| Task brief |
Repeat the entries below in full, with every character unchanged.
[[ Data for this exercise, beginning ]]
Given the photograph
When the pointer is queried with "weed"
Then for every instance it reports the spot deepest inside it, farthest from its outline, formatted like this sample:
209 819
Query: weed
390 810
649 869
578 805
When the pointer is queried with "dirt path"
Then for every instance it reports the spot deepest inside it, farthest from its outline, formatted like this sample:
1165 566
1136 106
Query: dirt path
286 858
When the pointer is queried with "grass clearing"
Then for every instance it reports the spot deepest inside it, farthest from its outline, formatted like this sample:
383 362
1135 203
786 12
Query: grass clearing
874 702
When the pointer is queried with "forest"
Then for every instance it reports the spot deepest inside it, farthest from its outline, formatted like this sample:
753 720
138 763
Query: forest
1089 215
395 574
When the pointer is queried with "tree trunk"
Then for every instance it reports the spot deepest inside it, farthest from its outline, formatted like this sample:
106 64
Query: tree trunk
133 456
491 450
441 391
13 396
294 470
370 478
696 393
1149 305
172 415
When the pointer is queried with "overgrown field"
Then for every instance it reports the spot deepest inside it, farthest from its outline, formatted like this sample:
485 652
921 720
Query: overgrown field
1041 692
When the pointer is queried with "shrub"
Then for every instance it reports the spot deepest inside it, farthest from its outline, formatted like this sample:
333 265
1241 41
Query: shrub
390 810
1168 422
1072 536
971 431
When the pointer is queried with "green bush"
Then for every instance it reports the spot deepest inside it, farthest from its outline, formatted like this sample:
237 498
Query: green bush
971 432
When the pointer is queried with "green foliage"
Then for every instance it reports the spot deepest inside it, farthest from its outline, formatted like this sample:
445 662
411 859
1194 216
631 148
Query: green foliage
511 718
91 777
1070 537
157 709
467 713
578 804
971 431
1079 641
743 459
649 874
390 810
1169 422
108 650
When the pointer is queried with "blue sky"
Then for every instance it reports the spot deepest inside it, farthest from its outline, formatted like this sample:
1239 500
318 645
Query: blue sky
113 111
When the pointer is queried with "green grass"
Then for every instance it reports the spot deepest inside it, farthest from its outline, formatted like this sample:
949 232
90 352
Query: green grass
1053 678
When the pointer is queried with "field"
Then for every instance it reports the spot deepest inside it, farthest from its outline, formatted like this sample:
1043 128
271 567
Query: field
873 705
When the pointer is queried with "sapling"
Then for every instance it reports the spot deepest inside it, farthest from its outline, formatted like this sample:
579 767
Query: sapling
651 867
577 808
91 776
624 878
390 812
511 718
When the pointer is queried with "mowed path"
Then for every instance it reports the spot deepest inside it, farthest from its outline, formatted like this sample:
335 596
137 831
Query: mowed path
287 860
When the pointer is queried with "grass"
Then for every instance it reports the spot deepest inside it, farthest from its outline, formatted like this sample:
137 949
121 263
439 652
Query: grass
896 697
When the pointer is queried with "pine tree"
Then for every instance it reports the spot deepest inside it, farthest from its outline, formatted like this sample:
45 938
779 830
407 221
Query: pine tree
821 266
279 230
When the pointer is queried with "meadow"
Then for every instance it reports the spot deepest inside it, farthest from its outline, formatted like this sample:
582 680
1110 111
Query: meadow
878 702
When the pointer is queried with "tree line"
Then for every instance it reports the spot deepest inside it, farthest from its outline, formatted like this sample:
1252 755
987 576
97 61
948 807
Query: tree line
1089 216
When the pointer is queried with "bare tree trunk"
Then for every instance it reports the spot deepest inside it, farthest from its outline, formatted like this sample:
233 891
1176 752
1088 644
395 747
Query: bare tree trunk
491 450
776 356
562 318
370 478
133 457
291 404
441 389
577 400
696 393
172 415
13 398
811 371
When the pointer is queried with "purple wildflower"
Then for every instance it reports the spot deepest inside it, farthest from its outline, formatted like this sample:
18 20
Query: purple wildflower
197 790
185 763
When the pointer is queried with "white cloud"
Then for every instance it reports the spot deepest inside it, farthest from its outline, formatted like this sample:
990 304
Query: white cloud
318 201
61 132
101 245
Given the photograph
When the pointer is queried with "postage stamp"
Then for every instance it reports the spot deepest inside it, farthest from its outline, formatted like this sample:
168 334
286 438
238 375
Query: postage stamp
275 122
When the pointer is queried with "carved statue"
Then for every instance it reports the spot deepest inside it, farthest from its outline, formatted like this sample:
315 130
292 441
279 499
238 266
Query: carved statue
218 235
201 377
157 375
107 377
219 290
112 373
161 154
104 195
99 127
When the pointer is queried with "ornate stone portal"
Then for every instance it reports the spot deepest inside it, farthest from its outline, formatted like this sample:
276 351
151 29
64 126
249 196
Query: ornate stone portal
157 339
[[ Data for this exercise, end ]]
| Result |
Given the photograph
When the pointer is queried with "weed"
Then for every instance it reports the spot deepest inside it, farthest from its outline, formatted like this sample:
209 819
Query: weed
390 810
649 869
578 805
When the pointer is queried with "dirt path"
Then for every instance it reports the spot deepest inside it, farthest from its outline, formatted like this sample:
1165 566
1136 106
Query: dirt path
286 858
When the pointer is queried with "grass clearing"
Then for every instance it reports the spot deepest inside it, farthest from its outline, formatted like this sample:
383 362
1135 203
786 12
Query: grass clearing
874 702
When the pointer is queried with "forest"
Then for every instance it reports the spot deepest inside it, farthest from its outline, formatted like this sample:
753 720
138 763
Query: forest
1089 215
395 574
When the pointer is queried with "tree trunk"
Then for every instance it reports the spot deepest inside it, farthest from its outline, formatted like this sample:
106 64
Query: tree trunk
133 456
491 450
441 391
13 396
294 470
370 478
696 393
1149 305
172 415
When the pointer is queried with "overgrown field"
Then for every instance it reports the spot deepest inside it, farthest from its outline, formatted like this sample:
485 652
921 720
Query: overgrown field
1041 692
When the pointer is queried with "shrub"
Then for every instance it reports the spot deepest inside it, farthest from its outline, formatted like this sample:
333 265
1241 41
Query: shrub
390 810
1168 422
1072 536
971 431
When the pointer is queried with "green bush"
Then for every instance it reports the spot deepest inside it, farthest from its outline, formatted like this sample:
237 498
Query: green bush
971 432
When the pointer is queried with "green foliage"
Then for every instance it reports the spot deepest inside it, farthest from its outline, formatted like this sample:
445 662
411 859
1194 216
631 148
Query: green foliage
511 718
91 777
1070 537
157 709
467 713
578 804
971 431
1079 641
743 459
649 874
390 810
1169 422
108 650
When the pointer is queried with "blue sky"
Then for every instance it reports the spot deepest inside it, farthest from its outline, formatted like this sample:
1239 500
318 645
Query: blue sky
113 111
When the pointer is queried with "green grass"
Then for every instance it reports the spot deepest inside it, farthest from its outline, formatted like this sample:
949 232
90 352
Query: green grass
1053 678
When the pointer is queried with "field"
Then for every instance it reports the spot deepest inside it, farthest from its outline, formatted like this sample:
1043 128
271 567
Query: field
873 705
When the pointer is queried with "sapling"
Then for every instance it reports the spot deepest inside it, farthest from its outline, formatted like this sample:
579 767
Query: sapling
651 867
577 808
91 776
624 878
390 812
511 718
When the pointer is queried with "mowed path"
Then for every instance it reports the spot deepest inside it, farthest from its outline, formatted like this sample:
335 596
137 831
Query: mowed path
287 860
When the pointer is queried with "grass"
Then for every instance it reports the spot deepest inside it, farthest from its outline, formatted like this sample:
137 949
121 263
439 652
Query: grass
896 697
When the pointer is queried with "pine tree"
Then for every instance it reports the spot deepest inside it, farthest from its outline, formatted like this sample:
45 938
779 830
407 221
Query: pine tree
821 266
279 230
When the pointer is queried with "meadow"
Then for every instance it reports the spot deepest inside it, farthest from its outline, formatted like this sample:
582 680
1110 111
Query: meadow
878 702
When the pointer is queried with "tree line"
Then for every instance it reports the spot deepest inside it, farthest from its outline, formatted like this sample:
1252 755
987 576
97 61
948 807
Query: tree line
1089 216
When the pointer is queried with "bare tree trunk"
Then for every instance it reports the spot deepest inside it, farthest from its outline, formatted like this sample:
233 891
1176 752
1088 644
395 747
Query: bare tree trunk
491 450
776 356
562 318
370 478
133 457
291 404
441 389
577 400
696 393
172 415
13 398
811 371
When the pointer is queried with "purple wildflower"
Then for every instance it reports the spot deepest inside it, farthest from its outline, formatted like this sample:
18 20
Query: purple wildflower
197 790
185 763
When the pointer is queried with "white cloud"
Then for every instance it reports the spot deepest inside it, farthest from its outline, formatted like this sample:
990 304
Query: white cloud
318 201
61 132
101 245
Given the photograph
When the pointer is queried with "postage stamp"
Then for every instance it reports the spot deepest inside it, farthest from its outline, formatted like this sample:
168 334
286 438
238 375
Query: postage stamp
275 122
When the pointer is queried with "carved statue"
Then for every instance it reports the spot deepest inside it, farthest from its outline, formatted like this sample:
315 130
292 441
279 499
238 266
Query: carved statue
218 235
201 377
157 375
107 377
219 290
112 373
161 154
104 195
99 127
When the pointer is queried with "ornate stone portal"
Then for every instance it reports the spot deepest inside it, farthest from its outline, formatted like this sample:
276 351
151 29
64 126
249 196
Query: ornate stone portal
157 339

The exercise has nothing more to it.